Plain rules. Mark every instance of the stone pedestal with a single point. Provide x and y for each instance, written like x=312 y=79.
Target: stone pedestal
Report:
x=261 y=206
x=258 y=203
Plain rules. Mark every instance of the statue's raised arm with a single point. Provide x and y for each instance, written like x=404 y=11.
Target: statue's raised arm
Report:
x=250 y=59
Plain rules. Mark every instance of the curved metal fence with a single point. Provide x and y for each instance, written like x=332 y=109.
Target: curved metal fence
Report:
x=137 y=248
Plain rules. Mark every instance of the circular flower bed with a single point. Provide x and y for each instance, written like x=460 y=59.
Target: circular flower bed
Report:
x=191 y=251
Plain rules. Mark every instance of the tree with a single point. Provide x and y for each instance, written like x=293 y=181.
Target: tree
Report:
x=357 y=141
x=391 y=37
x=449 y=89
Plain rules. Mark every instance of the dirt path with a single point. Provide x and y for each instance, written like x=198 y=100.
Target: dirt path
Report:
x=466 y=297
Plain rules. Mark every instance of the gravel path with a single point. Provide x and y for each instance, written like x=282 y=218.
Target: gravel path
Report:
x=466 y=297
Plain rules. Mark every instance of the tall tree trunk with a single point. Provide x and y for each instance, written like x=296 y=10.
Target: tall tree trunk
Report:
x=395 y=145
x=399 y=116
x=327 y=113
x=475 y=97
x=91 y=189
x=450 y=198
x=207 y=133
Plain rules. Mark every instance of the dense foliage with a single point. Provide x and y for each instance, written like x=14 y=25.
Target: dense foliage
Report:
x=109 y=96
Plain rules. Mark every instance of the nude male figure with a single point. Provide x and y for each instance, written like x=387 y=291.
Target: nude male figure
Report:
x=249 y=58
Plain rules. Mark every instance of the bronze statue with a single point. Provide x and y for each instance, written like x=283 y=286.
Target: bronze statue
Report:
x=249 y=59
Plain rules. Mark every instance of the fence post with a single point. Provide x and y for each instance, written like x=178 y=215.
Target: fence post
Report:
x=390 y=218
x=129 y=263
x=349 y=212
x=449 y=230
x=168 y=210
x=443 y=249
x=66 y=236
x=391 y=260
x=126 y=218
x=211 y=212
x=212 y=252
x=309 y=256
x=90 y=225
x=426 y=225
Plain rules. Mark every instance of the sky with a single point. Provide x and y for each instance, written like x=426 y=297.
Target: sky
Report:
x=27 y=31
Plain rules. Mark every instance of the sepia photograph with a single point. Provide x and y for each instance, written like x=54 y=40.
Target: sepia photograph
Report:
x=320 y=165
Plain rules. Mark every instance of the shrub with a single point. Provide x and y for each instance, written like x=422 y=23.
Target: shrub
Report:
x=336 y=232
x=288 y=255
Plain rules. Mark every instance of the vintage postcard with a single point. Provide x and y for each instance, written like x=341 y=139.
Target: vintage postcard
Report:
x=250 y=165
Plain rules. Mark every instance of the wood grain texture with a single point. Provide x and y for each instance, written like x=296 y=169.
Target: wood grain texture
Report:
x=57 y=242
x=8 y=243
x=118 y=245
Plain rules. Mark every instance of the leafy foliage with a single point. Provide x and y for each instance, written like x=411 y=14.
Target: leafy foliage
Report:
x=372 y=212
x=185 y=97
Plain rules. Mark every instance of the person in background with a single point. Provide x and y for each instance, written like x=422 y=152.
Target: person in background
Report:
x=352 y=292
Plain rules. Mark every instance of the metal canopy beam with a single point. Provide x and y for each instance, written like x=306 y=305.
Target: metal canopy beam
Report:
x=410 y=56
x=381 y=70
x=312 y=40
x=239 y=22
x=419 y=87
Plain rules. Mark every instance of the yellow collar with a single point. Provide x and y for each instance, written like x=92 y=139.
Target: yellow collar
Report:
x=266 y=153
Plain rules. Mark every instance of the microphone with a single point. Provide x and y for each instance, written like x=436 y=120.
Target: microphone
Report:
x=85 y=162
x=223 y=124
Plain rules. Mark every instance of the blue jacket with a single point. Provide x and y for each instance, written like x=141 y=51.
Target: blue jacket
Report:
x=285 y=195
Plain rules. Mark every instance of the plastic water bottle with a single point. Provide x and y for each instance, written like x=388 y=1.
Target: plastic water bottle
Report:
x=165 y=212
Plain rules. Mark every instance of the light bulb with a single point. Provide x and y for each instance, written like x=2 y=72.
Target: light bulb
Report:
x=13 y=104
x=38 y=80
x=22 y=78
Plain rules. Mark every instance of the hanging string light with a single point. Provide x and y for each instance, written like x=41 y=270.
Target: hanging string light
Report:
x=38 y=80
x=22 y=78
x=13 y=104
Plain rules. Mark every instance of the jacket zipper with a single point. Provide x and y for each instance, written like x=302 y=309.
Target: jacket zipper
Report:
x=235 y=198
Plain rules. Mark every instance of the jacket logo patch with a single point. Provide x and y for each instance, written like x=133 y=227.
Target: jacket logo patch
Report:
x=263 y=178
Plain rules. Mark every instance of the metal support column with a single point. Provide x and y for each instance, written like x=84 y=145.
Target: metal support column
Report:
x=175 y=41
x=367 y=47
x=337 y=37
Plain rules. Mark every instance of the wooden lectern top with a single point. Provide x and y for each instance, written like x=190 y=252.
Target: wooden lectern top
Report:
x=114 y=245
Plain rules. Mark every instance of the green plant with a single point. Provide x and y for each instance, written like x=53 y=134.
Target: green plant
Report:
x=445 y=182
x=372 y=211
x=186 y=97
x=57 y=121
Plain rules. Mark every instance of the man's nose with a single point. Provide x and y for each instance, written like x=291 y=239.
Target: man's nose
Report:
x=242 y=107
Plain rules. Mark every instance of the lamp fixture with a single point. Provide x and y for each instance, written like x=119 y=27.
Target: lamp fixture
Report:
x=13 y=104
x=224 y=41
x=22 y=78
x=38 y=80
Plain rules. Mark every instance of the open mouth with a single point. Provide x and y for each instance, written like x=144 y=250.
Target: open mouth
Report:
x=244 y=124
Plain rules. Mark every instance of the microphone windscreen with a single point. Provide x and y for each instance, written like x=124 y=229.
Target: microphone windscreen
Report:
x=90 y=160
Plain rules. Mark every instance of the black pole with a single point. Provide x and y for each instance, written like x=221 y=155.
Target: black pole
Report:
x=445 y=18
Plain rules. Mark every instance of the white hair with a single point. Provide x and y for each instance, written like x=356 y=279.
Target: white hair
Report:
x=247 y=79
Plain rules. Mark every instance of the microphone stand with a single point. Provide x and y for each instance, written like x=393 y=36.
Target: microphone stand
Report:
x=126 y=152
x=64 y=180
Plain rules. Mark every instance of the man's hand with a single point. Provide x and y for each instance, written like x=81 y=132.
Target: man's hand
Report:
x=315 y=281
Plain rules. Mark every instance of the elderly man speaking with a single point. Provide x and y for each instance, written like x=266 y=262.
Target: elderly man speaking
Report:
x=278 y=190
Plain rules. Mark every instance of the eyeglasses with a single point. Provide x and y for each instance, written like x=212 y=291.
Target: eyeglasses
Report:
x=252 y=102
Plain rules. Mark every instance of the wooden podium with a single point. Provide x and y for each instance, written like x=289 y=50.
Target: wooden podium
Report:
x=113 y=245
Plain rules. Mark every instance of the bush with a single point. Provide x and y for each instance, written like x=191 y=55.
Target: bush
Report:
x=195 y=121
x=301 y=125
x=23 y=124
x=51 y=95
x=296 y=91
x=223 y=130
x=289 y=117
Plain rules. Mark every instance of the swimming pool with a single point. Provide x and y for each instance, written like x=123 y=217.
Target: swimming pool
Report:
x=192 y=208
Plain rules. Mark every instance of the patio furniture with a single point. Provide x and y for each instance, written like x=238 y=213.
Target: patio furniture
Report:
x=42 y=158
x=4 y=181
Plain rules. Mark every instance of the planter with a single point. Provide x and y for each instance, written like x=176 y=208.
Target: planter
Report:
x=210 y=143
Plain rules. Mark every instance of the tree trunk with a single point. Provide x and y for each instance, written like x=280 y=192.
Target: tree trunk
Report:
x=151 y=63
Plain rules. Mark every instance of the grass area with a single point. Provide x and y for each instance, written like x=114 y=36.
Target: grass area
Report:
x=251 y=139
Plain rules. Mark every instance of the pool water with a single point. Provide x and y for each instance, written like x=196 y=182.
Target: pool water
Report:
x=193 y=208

- - - - -

EXERCISE AIM | Write out the listing exactly from its first line to the line containing "Target: tall tree trunk". Both of those lines belong in the answer.

YOUR SOLUTION |
Plain rules. Mark every instance of the stone pedestal with a single point. Provide x and y for each instance, written like x=312 y=79.
Target: stone pedestal
Report:
x=261 y=206
x=258 y=203
Plain rules. Mark every instance of the statue's raised arm with a single point. Provide x and y for each instance, written like x=404 y=11.
Target: statue's raised arm
Report:
x=250 y=59
Plain rules. Mark every instance of the curved metal fence with a single point. Provide x and y for each instance, written like x=332 y=109.
Target: curved metal fence
Report:
x=137 y=248
Plain rules. Mark every instance of the circular flower bed with a single point. Provide x and y for each instance, written like x=460 y=59.
Target: circular flower bed
Report:
x=191 y=251
Plain rules. Mark every instance of the tree with a single point. Provide x and y for each instance, written like x=293 y=181.
Target: tree
Report:
x=357 y=141
x=391 y=37
x=449 y=89
Plain rules. Mark every instance of the dirt path with a single point. Provide x and y for each instance, written like x=198 y=100.
Target: dirt path
Report:
x=466 y=297
Plain rules. Mark every instance of the gravel path with a single point. Provide x and y for each instance, written like x=282 y=218.
Target: gravel path
Report:
x=466 y=297
Plain rules. Mark every instance of the tall tree trunk with a single point. Provide x and y for each instance, written like x=296 y=10.
Target: tall tree trunk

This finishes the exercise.